(Document segment):
--*--

Now, since the straight lines ARQ, AKB, meet the parallel planes BDC and KML, they are cut by them proportionally (I. 16), or QR:RA=BK:KA; and AQ:AŘ:= AB: AK (Pl. Ge. V. 18), for the same reason, ES : ET= EF:EN; therefore AB: AK=EF:EN, because AQ is equal to ES, and AR to ET. Again, because the triangles ABC, AKL, are similar,
AB: AK=BC:KL; and for the same reason,
BC: KL=FG: NO. And, when four straight lines are proportionals, the similar figures described on them are also proportionals (Pl. Ge. VI. 22); therefore the triangle BCD is to the triangle KLM as the triangle FGH to the triangle NOP; but the triangles BDC, FGH, are equal; therefore the triangle KLM is also equal to the triangle NOP (Pl. Ge. V. 14). COR. 1.-Because it has been shown that the triangle
KLM is similar to the base BCD, therefore, any section of a triangular pyramid parallel to the base, is a triangle similar to the base. And in the same manner, it is shown that the sections parallel to the base of a
polygonal pyramid are similar to the base. Cor. 2.-Hence also, the sections parallel to the bases of
two polygonal pyramids, and at equal distances from the bases, are equal to one another.
PROPOSITION XV. THEOREM. A series of prisms of the same altitude may be circumscribed about any pyramid, such that the sum of the prisms shall exceed the pyramid by a solid less than any given solid.
Let ABCD be a pyramid, and Z* a given solid; a series of prisms having all the same altitude, may be circumscribed
* The solid Z is not represented in the figure of this or the following proposition,
about the pyramid ABCD, so that their sum shall exceed ABCD by a solid less than Z.
Let Z be equal to a prism standing on the same base with the pyramid, namely, the triangle BCD, and having for its altitude the perpendicular drawn from a certain point E in the line AC upon the plane BCD. It is evident that CE, multiplied by a certain number m, will be greater than AC; divide CA into as many equal parts as there are units in m, and let these be CF,, FG, GH, HA, each of which will be less than CE. Through each of the points F, G, H, let planes be made to pass parallel to the plane BCD, making with the sides of the pyramid the section FPQ, GRS, HTU, which will be all similar to one another, and to the base BCD (II. 14, Cor. 1). From the point B draw in the plane of the triangle ABC the straight line BK parallel to CF, meeting FP produced in K. In like manner, from D draw DL parallel to CF, meeting FQ in L. Join KL, and it is plain that the solid KBCDLF is a prism (II. Def. 4). By the same construction, let the prisms PM, RO, TV, be described. Also, let the straight line IP, which is in the plane of the triangle ABC, be produced till it meet BC in h; and let MQ be produced till it meet DC in g. Join hg; then hCgQFP is a prism, and is equal to the prism PM (II. 10, Cor. 1). In the same manner is described the prism ms equal to the prism RO, and the prism qU equal to the prism TV. The sum, therefore, of all the inscribed prisms hQ, ms, and qU, is equal to the sum of the prisms PM, RO, and TV, that is, to the sum of all the circumscribed prisms except the prism BL; wherefore, BL is the excess of the prisms circumscribed about the pyramid ABCD above the prisms inscribed within it. But the prism BL is less than the prism which has the triangle BCD for its base, and for its altitude the perpendicular from E upon the plane BCD; and the prism which has BCD for its base, and the perpendicular from E for its altitude, is by
hypothesis equal to the given solid Z; therefore, the excess of the circumscribed, above the inscribed prisms, is less than the given solid Z. But the excess of the circumscribed prisms above the inscribed, is greater than their excess above the pyramid ABCD, because ABCD is greater than the sum of the inscribed prisms. Much more, therefore, is the excess of the circumscribed prisms above the pyramid, less than the solid Z. A series of prisms of the same altitude has therefore been circumscribed about the pyramid ABCD exceeding it by a solid less than the given solid Z.

--*--

(Objectives):
1 - Please write out the pyramid proof again from "PROPOSITION XV. THEOREM." to "any given solid.", switching "altitude" to "height".
2 - Pick up the pyramid proof after its final sentence and carry it on.

(Supplied information):
--*--

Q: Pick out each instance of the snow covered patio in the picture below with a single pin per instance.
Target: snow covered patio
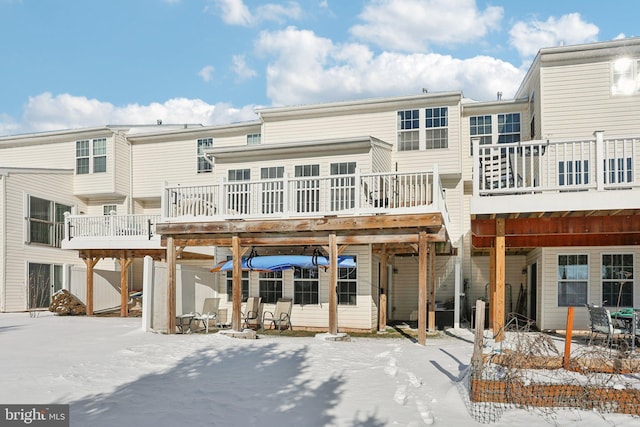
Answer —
(112, 373)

--*--

(Outputs in order):
1 -
PROPOSITION XV. THEOREM. A series of prisms of the same height may be circumscribed about any pyramid, such that the sum of the prisms shall exceed the pyramid by a solid less than any given solid.

2 -
PROPOSITION XVI. THEOREM. Pyramids that have equal bases and altitudes are equal to one another.
Let ABCD, EFGH, be two pyramids that have equal bases BCD, FGH, and also equal altitudes, namely, the perpendiculars drawn from the vertices A and E upon the planes BCD, FGH. The pyramid ABCD is equal to the pyramid EFGH.
If they are not equal, let the pyramid EFGH exceed the pyramid ABCD by the solid Z. Then, a series of prisms of the same altitude may be described about the pyramid ABCD that shall exceed it, by a solid less than Z (II. 15); let these be the prisms that have for their
ktzI kt bases the triangles BCD, NQL, ORI, PSM. Divide EH into the same number of equal parts into which AD is divided, namely, HT, TU, UV, VE, and through the points T, U, and V, let the sections TZW, UEX, VOY, be made parallel to the base FGH. The section NQL is equal to the section WZT (II. 14); as also ORI to X2U, and PSM to YoV; and therefore, also, the prisms that stand upon the equal sections are equal (II. 10, Cor. 1), that is, the prism which stands on the base BCD, and which is between
the planes BCD and NQL, is equal to the prism which stands on the base FGH, and which is between the planes FGH and WZT; and so of the rest, because they have the same altitude; wherefore, the sum of all the prisms described about the pyramid ABCD is equal to the sum of all those described about the pyramid EFGH. But the excess of the prisms described about the pyramid ABCD above the pyramid ABCD, is less than Z; and therefore the excess of the prisms described about the pyramid EFGH above the pyramid ABCD, is also less than Z. But the excess of the pyramid EFGH above the pyramid ABCD, is equal to Z, by hypothesis; therefore, the pyramid EFGH exceeds the pyramid ABCD, more than the prisms described about EFGH exceed the same pyramid ABCD. · The pyramid FFGH is therefore greater than the sum of the prisms described about it, which is impossible. The pyramids ABCD, EFGH, therefore, are not unequal, that is, they are equal to one another.
PROPOSITION XVII. THEOREM. Every prism having a triangular base may be divided into three pyramids that have triangular bases, and that are equal to one another.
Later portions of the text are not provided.